READING PASSAGE Block Start

Friday, May 1, 2009

sofa king irritating

it's been soo damn irritating here at home.
chores, babysitting, chores, babysitting, blah blah blah.
i am so tired of hearing my name every damn minute.
"pia get this, pia do that"
i love having a baby sister and all, but it's so hard. i have to clean up after all her shit. she always comes in and messes up my fucking room. and some people don't even care to stop her. she always takes the books from my bookshelf and brings it downstairs. so i have to get it and put it all back. i know she's just a baby, but come on. sometimes, i miss those times when i didn't have to babysit every single fucking day. i would be able to go out with friends more often. if i do go out, they always tell me to not be out too late, or to go home early, and other shit like that.
what the fuck, why am i so fucking annoyed and irritated today.
my day seemed fine, then in went downhill afterschool. "FML" is getting too overrated. i think people are over reacting. you can't just say "fuck your life". no matter what happens, you gotta be thankful you actually have a life. but i understand how some people feel when they say that. i feel the same damn thing too sometimes. for now, i'm not content with half of my life. life with friends is amazing, as always. but on the other hand, life at home is a little rough. i love my family, but at times, they're the reason why i'm like this. i feel so fucking dead right now. i don't even want to hear anyone at home say my name. i want to sleep, but i can't. cause my mom isn't here. my dad is already sleeping, and so is my grandpa. my older sister is out, somewhere. lucky her, she gets to go out this late. it's only me, my grandma, and my sister that are awake. and i can't just leave my grandma alone with my baby sister. so i gotta wait till she fucking falls asleep. i hate this, a really do. but i guess i gotta keep doing this, cause it's my job.

READING PASSAGE Block End

WORK ORDER A - Print the stretch of the blog post from "it's been soo" through "shit like that.".
WORK ORDER B - In the blog post, where does the baby sister bring the books she takes from the bookshelf?
WORK ORDER C - Go on with the blog post, starting right after its final sentence.

EXCERPTED DATA Block Start

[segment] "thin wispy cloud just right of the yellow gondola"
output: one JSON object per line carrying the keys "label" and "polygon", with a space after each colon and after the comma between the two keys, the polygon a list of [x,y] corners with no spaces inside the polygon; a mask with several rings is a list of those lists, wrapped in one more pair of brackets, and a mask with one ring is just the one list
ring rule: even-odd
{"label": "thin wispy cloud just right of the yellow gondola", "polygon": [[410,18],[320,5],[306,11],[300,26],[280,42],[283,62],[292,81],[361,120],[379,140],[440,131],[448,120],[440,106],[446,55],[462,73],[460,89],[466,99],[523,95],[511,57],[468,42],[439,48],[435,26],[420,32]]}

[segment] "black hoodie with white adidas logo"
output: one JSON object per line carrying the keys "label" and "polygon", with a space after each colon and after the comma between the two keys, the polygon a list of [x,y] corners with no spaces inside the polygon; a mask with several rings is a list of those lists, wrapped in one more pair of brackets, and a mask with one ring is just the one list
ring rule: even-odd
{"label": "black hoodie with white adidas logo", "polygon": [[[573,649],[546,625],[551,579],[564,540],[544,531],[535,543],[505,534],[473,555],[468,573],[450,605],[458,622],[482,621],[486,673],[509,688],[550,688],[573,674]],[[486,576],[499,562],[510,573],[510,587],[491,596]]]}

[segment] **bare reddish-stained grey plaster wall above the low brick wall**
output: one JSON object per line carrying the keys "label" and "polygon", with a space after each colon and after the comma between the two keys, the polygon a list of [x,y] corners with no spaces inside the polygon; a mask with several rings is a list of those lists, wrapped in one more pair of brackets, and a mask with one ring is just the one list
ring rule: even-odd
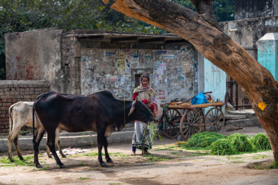
{"label": "bare reddish-stained grey plaster wall above the low brick wall", "polygon": [[7,33],[7,80],[47,80],[54,91],[62,91],[60,35],[54,28]]}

EXCERPTED DATA Block End

WRITTEN ANSWER A -
it's been soo damn irritating here at home.
chores, babysitting, chores, babysitting, blah blah blah.
i am so tired of hearing my name every damn minute.
"pia get this, pia do that"
i love having a baby sister and all, but it's so hard. i have to clean up after all her shit. she always comes in and messes up my fucking room. and some people don't even care to stop her. she always takes the books from my bookshelf and brings it downstairs. so i have to get it and put it all back. i know she's just a baby, but come on. sometimes, i miss those times when i didn't have to babysit every single fucking day. i would be able to go out with friends more often. if i do go out, they always tell me to not be out too late, or to go home early, and other shit like that.

WRITTEN ANSWER B - Downstairs.

WRITTEN ANSWER C -
g'damn. i wish i can fucking drive. that's number one on my list. i'm so tired of not being able to go to places just because i don't have a fucking ride. sometimes, i don't wanna ask my parents for a ride because for some reason, they get pissed. plus, they're always at work. really, what's keeping me happy right now are my bestfriends. they always know how to keep me happy. but that doesn't mean my family isn't making me happy. they are. just sometimes, they tend to make me unhappy. i hate this.
my nose keeps itching and i just wanna cut it off.
my fingertips hurt because i've been playing the guitar all afternoon.
my eyes hurt because i need more sleep.
i wish i can sleep in untill 11 or something, but i doubt that's gonna happen. they usually/always wake me up by 9:00. and that's when the whole daily routine at home starts.
wake up, go to the bathroom, go downstairs, eat (sometimes), do chores, babysit.
FUN, HUH ?

try being in my shoes, you'll just love it -______-.

1 comment:

Brandon Ho said...

awww pia =[
don't worry, you should know that i can relate lol..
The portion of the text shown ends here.